____ Extrait source

Article paru dans Telex Var N°1675 du 06/03/2013

TOUT PIAF !

Jil AigrotIl y a eu « La Môme », sorti en février 2007 et déjà inscrit au rang des chefs d’œuvre du Cinéma Français. Il y a le 50ème anniversaire  de  la  disparition  d’Edith Piaf, le 11 octobre 2013. Et il y a « Edith », LE spectacle qui, à travers la voix et la personnalité de son interprète Jil Aigrot, constitue certainement le plus bel hommage à celle qui, de toute évidence, a accroché son nom et son œuvre au sommet de l’éternité.

Découverte  par  Ginou  Richer,  amie  proche  d’Edith  Piaf,  Jil  Aigrot  est  la  voix  chantée  de  Piaf  dans  le  film  «  La  Môme ». Des coulisses du tournage aux devants de la scène, Jil n’a pas eu de mal à conquérir son public, à la fois ébahi par la ressemblance vocale et séduit par la grâce et le talent de l’artiste. Nous avons eu le grand plaisir de découvrir une artiste dont le destin pourrait presque laisser penser que c’est Edith qui l’a choisie… Interview.

Christine : En dehors de « l’univers Piaf » », qui est Jil Aigrot ?

________

Consigne 1
Dans l'article sur Jil Aigrot, qui a découvert la chanteuse ?
Consigne 2
Prolongez l'article sur Jil Aigrot en rédigeant la suite qui vient après la dernière question posée.

____ Enregistrements fournis

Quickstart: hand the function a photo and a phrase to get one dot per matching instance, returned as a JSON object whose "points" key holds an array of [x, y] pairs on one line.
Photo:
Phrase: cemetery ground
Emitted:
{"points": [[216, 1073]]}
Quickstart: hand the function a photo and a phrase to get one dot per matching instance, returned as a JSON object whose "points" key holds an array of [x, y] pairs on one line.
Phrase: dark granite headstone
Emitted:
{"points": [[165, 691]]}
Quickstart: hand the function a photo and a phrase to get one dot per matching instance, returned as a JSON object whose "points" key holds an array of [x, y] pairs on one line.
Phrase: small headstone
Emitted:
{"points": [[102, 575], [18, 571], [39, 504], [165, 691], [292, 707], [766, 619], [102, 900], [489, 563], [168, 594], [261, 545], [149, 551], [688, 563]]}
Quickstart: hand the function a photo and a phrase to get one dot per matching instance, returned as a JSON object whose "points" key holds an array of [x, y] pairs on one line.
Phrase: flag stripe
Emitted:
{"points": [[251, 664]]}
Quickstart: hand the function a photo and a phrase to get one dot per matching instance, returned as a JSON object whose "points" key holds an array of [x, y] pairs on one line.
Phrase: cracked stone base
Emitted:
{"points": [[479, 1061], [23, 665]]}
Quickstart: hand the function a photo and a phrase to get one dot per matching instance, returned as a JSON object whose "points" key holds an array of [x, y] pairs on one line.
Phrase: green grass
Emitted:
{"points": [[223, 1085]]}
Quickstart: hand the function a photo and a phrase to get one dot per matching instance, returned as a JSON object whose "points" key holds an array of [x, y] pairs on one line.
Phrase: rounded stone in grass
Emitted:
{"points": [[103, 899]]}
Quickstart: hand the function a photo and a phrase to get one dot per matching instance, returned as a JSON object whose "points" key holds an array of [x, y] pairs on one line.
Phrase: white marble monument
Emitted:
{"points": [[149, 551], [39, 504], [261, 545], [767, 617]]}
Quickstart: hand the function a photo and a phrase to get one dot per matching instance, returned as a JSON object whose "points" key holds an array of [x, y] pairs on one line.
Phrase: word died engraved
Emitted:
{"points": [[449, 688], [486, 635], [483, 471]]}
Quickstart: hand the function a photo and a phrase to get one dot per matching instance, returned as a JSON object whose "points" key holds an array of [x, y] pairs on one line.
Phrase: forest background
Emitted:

________

Réponse attendue 1
Ginou Richer, amie proche d'Edith Piaf.

Réponse attendue 2
Jil Aigrot : Jil Aigrot est une chanteuse… qui a toujours chanté depuis son enfance et fait plein de choses différentes : une école d’art lyrique pour apprendre à maîtriser ma voix, mais aussi de la comédie musicale, de l’opérette, du théâtre… A cette époque, je ne chantais pas Piaf mais elle était toujours présente dans les intonations de ma voix, et on me le faisait remarquer à chaque fois…

Christine : En fait, cette voix est un don de la nature bien plus qu’un travail d’imitation…

Jil Aigrot : En quelque sorte oui. Je n’ai pas appris à chanter en imitant Piaf, mais c’est à travers les chansons de Piaf que j’ai compris que je pouvais chanter ! Bizarrement, lorsque je suis arrivée au conservatoire, on m’a fait remarquer que les choses n’allaient pas être faciles … parce que j’avais la voix d’Edith Piaf !

Je n’ai pas appris à chanter en imitant Piaf, mais c’est à travers les chansons de Piaf que j’ai compris que je pouvais chanter !

Christine : Lorsque vous avez pris conscience que vos destins étaient liés, vous êtes-vous projetée dans l’univers de Piaf, ou au contraire avez-vous essayé de vous en détacher pour rester vous-même et ne pas « ressembler à »… ?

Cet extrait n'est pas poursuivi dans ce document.